## Task details
The data below should be restated word for word, with every picture omitted.

[Excerpts from point annotation data]
——————

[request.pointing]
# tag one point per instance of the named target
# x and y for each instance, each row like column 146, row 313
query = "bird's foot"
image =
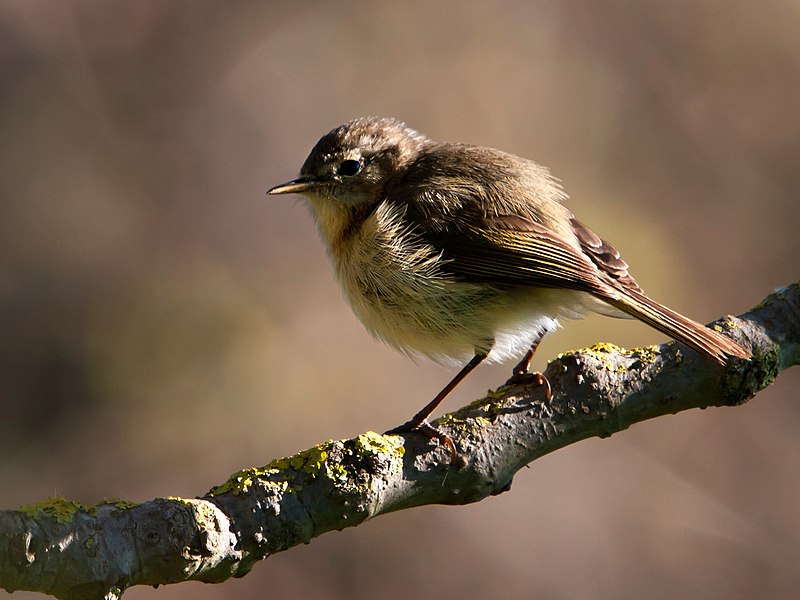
column 428, row 431
column 528, row 378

——————

## Solution for this exercise
[request.pointing]
# tag one point per instance of the named target
# x and y for each instance, each row like column 146, row 313
query = "bird's foot"
image =
column 428, row 431
column 528, row 378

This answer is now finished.